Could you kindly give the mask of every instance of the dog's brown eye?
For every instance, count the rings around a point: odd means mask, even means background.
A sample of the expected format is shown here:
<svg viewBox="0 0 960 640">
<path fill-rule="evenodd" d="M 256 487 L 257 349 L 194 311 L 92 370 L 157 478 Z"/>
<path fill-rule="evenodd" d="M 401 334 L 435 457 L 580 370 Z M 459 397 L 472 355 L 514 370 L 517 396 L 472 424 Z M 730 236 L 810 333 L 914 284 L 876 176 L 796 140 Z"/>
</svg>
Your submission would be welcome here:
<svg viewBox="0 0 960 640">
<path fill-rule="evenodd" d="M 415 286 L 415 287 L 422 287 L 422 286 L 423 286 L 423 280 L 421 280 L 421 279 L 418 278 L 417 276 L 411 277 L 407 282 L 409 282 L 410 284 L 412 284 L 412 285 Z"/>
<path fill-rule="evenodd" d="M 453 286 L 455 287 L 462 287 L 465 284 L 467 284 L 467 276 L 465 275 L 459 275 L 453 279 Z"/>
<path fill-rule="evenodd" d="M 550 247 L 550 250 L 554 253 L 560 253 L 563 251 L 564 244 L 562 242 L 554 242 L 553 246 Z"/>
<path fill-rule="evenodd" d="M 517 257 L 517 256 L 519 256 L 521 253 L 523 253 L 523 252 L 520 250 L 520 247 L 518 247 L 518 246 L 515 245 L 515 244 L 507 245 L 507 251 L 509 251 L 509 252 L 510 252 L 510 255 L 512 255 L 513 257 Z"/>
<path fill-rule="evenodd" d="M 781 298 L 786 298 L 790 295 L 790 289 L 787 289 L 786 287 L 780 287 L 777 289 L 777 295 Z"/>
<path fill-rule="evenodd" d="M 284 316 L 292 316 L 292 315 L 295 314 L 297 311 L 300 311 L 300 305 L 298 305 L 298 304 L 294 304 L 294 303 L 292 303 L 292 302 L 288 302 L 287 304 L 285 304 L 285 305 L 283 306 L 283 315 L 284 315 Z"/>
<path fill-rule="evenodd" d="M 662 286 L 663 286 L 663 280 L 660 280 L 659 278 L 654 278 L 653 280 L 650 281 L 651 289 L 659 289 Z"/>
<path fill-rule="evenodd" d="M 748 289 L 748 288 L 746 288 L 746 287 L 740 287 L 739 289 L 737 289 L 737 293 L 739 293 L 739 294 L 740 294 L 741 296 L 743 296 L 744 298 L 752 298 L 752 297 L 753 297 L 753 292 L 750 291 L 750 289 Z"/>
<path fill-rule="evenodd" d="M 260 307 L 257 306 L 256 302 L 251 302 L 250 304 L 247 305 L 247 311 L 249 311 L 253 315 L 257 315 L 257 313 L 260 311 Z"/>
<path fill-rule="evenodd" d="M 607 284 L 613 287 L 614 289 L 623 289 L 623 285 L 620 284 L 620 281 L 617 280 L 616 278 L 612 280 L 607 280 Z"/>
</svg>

> TASK INSTRUCTIONS
Every line of the listing above that includes "instance" should be copied out.

> RESPONSE AREA
Could you kindly give the mask of every instance of the dog's brown eye?
For every instance, count the rings around a point: odd means mask, even means background.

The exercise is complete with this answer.